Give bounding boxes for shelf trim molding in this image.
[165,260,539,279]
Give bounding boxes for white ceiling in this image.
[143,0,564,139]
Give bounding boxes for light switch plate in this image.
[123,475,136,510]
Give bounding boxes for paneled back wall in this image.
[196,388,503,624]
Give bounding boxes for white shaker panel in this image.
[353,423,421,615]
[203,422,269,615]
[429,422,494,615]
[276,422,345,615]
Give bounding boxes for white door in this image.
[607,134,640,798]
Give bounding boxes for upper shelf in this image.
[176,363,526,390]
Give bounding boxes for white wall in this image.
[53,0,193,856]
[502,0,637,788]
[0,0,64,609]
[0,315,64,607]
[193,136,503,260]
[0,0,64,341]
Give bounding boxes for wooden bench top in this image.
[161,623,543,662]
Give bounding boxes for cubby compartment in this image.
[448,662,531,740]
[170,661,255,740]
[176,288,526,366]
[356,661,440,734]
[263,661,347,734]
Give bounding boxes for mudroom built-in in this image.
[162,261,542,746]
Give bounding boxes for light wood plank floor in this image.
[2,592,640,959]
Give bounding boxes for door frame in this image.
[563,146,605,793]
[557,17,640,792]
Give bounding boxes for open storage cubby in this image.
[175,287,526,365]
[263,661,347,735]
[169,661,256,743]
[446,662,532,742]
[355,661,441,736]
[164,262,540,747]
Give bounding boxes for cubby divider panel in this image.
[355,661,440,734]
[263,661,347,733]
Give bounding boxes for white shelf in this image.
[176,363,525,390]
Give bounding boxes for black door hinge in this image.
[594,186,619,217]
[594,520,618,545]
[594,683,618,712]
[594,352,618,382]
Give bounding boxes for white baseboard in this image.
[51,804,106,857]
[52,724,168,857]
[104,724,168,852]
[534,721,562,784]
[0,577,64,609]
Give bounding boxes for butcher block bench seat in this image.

**About this task**.
Repeat the listing in its entirety, keeping each line as it is.

**Completed exercise**.
Give bounding boxes for shelf trim molding in this image.
[165,260,539,279]
Give bounding boxes for white ceiling in this image.
[143,0,564,139]
Give bounding boxes for light switch plate in this image.
[123,475,136,510]
Give bounding boxes for paneled back wall in this image.
[196,388,503,624]
Give bounding boxes for white shaker panel in this image.
[353,423,421,615]
[203,422,269,615]
[429,422,494,615]
[276,422,345,615]
Give bounding boxes for white door in this image.
[607,134,640,798]
Give bounding boxes for upper shelf in this image.
[176,363,526,390]
Give bounding boxes for white wall in this image.
[53,0,193,856]
[502,0,637,788]
[0,0,64,609]
[0,315,64,607]
[193,136,503,260]
[0,0,64,341]
Give bounding boxes for wooden bench top in this image.
[161,623,543,662]
Give bounding boxes for cubby compartment in this image.
[448,662,531,740]
[170,661,255,740]
[176,288,526,366]
[356,661,440,734]
[263,661,347,734]
Give bounding boxes for mudroom built-in in this image.
[162,261,542,746]
Give bounding boxes for light wood plank floor in this image.
[2,592,640,959]
Give bounding boxes for door frame in this image.
[563,146,605,793]
[557,17,640,792]
Give bounding boxes for open storage cubby in this image.
[175,287,526,365]
[263,661,347,735]
[169,661,256,743]
[446,662,532,742]
[355,661,441,736]
[164,262,540,747]
Give bounding boxes for cubby divider panel in this image.
[355,661,440,734]
[263,661,347,733]
Give bounding boxes for white shelf in this image.
[176,363,525,390]
Give bounding boxes for black door hinge in this image.
[594,186,619,217]
[594,520,618,545]
[594,683,618,712]
[594,352,618,382]
Give bounding boxes for white baseboard in this image.
[51,804,106,857]
[52,724,168,857]
[104,724,168,852]
[534,721,562,784]
[0,577,64,609]
Give bounding boxes for butcher block bench seat in this image.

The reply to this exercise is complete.